### Supplied material
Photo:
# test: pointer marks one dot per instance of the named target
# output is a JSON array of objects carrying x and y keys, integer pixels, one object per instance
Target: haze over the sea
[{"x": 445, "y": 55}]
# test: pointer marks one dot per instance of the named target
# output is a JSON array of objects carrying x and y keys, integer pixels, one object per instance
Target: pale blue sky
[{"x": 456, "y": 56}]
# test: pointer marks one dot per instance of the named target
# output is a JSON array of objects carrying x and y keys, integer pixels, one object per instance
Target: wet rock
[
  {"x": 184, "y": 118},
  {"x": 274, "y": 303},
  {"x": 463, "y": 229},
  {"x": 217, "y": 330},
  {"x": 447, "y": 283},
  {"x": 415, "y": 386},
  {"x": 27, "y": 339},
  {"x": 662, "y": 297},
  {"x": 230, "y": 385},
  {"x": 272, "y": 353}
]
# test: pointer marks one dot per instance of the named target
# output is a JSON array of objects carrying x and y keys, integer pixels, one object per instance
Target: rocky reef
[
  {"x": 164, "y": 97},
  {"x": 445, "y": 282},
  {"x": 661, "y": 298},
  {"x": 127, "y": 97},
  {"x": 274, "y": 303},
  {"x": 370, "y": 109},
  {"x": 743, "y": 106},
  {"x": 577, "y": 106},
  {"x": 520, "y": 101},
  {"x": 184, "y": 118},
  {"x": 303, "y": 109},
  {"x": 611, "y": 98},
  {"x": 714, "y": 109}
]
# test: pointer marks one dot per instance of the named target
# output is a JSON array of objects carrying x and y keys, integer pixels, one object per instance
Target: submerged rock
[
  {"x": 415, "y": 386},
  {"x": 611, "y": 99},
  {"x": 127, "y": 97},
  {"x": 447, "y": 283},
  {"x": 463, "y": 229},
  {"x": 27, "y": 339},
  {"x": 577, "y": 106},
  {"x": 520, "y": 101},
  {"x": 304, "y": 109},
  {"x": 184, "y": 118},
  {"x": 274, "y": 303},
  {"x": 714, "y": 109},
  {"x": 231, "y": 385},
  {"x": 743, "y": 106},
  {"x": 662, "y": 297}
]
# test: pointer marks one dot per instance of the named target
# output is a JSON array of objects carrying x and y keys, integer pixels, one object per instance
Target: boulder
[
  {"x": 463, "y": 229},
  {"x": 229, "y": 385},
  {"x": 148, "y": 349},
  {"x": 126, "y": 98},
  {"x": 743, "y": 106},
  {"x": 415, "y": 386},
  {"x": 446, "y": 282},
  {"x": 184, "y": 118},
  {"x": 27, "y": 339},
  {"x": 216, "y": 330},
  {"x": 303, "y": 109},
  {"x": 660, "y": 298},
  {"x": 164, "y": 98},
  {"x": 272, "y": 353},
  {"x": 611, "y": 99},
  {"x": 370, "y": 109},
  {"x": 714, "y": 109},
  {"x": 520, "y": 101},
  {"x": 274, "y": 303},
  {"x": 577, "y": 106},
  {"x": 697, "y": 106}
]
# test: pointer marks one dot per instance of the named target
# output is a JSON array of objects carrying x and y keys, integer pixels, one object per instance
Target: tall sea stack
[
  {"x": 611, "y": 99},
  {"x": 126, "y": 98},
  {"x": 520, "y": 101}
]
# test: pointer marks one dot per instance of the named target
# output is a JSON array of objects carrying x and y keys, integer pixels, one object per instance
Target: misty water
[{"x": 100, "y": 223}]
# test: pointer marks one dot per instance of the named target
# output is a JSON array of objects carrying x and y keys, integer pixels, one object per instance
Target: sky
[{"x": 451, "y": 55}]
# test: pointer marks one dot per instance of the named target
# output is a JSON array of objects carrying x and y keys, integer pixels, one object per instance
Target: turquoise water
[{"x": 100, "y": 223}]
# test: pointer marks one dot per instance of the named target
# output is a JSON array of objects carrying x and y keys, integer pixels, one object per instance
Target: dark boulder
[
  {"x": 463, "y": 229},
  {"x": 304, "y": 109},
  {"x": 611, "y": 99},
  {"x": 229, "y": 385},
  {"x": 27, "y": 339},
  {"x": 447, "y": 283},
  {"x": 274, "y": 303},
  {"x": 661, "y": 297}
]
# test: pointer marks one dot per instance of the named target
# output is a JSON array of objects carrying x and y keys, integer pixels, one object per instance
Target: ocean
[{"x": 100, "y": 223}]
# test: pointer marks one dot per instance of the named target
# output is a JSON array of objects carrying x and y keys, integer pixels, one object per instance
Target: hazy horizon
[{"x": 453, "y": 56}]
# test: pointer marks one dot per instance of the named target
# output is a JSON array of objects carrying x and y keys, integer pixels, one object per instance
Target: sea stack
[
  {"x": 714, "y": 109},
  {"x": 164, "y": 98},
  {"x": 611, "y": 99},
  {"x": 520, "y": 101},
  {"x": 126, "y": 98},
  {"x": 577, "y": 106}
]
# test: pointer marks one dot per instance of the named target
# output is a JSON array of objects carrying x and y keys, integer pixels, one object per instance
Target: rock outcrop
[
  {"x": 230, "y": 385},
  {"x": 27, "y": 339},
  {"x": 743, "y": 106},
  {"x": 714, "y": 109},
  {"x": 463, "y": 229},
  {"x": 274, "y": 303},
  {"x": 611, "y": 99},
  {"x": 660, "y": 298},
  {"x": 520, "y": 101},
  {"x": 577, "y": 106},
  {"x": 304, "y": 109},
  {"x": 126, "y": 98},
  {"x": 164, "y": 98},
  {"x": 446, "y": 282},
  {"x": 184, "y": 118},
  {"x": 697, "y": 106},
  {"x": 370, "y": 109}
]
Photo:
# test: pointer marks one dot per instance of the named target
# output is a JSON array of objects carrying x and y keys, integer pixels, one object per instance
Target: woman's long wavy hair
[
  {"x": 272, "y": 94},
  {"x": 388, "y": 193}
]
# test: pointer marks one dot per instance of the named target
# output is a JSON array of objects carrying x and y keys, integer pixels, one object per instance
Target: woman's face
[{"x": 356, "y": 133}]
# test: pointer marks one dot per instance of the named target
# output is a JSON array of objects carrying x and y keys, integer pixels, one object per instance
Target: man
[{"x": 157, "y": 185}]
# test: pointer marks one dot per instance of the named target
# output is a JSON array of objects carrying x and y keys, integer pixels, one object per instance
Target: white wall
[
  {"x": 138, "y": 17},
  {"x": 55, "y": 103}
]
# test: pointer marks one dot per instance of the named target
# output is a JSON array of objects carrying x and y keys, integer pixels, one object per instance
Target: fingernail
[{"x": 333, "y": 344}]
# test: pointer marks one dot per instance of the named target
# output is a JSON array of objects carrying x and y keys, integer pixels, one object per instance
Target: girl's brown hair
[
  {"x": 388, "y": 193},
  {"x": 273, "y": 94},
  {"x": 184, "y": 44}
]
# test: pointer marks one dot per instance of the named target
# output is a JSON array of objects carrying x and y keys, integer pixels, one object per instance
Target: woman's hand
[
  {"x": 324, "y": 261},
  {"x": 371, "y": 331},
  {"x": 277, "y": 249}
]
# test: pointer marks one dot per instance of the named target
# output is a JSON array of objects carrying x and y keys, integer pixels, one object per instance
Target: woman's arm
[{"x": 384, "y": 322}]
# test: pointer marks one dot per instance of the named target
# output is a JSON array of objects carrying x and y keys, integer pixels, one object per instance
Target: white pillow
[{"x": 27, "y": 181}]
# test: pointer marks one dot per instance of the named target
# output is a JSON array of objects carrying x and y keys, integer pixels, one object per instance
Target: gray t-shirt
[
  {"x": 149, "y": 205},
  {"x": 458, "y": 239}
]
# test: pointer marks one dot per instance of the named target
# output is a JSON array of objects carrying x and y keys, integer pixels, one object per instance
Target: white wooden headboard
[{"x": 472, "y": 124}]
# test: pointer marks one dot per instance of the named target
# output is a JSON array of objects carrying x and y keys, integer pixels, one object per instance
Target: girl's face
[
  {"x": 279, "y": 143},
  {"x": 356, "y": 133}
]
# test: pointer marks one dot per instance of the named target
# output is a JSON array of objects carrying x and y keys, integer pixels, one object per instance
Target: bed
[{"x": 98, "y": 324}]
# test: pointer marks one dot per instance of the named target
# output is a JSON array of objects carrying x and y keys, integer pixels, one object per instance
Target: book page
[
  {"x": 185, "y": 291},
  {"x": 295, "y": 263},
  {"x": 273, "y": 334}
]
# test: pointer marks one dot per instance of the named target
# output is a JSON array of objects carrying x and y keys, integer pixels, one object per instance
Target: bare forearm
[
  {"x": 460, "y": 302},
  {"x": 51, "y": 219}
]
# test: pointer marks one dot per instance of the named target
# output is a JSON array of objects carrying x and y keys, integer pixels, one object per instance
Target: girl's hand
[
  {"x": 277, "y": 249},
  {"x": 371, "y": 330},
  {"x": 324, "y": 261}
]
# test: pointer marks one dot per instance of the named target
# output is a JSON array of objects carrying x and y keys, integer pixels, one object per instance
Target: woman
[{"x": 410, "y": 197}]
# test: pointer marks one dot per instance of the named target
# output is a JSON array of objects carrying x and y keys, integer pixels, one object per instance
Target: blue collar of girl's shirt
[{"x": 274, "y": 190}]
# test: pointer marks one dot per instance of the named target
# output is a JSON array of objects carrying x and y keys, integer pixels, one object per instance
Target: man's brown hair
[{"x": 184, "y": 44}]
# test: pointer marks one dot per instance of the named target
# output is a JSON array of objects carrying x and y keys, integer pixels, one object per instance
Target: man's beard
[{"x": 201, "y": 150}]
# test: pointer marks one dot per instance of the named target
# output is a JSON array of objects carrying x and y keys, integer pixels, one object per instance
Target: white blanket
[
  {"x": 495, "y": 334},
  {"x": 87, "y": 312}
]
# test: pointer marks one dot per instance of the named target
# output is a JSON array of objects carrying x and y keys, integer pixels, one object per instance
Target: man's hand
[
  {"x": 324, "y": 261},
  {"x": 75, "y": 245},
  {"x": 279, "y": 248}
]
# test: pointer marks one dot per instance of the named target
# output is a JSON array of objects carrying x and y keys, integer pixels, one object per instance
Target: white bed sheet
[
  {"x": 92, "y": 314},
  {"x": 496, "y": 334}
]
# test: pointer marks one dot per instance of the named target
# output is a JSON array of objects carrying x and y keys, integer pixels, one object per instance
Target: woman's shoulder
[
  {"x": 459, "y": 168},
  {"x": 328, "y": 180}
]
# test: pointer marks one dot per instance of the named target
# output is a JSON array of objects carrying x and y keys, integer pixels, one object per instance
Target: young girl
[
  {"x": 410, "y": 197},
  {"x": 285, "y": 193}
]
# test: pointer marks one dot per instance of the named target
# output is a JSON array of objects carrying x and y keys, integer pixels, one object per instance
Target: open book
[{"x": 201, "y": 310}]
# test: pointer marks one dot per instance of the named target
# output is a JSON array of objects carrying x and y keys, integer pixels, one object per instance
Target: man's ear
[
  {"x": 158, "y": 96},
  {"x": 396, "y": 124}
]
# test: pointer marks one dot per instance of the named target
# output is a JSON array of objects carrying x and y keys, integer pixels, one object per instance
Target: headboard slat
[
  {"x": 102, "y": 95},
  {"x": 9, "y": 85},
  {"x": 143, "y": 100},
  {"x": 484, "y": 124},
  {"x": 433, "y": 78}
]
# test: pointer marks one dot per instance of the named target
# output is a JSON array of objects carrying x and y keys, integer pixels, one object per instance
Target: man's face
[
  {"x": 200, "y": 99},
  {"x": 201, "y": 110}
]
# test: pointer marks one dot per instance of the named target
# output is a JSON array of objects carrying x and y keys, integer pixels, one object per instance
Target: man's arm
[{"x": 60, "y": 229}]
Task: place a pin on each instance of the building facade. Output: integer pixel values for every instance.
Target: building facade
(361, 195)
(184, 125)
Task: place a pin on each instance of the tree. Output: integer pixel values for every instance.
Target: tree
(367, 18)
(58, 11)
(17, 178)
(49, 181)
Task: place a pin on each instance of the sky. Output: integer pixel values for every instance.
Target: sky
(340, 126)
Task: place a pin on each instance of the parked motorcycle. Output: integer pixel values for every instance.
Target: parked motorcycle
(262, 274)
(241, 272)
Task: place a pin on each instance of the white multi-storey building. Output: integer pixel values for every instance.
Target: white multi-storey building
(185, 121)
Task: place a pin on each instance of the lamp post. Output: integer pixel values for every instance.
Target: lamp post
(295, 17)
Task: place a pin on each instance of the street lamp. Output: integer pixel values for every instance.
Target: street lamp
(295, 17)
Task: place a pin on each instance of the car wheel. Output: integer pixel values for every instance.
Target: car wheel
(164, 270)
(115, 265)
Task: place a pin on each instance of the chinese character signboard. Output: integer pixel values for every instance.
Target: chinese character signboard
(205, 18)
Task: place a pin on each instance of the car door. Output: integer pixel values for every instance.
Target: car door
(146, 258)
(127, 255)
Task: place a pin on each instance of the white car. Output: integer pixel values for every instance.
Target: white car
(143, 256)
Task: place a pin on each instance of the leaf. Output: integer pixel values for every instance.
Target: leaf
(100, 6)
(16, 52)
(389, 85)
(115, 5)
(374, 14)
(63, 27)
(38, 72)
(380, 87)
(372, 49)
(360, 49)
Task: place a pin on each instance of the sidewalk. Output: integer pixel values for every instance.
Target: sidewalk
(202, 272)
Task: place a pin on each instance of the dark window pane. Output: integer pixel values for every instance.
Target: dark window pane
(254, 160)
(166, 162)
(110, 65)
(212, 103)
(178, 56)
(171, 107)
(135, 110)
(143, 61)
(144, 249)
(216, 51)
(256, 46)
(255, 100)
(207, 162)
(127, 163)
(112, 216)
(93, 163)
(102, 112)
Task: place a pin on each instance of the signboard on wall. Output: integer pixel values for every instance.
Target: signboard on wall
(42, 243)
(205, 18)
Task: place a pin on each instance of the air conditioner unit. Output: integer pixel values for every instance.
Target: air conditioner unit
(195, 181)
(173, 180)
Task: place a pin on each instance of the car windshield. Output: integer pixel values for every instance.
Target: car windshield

### Assignment
Your answer should be each line from the entries that includes the string "windshield".

### The completed task
Task: place a pin on each instance of the car windshield. Output: integer pixel values for every instance.
Target: car windshield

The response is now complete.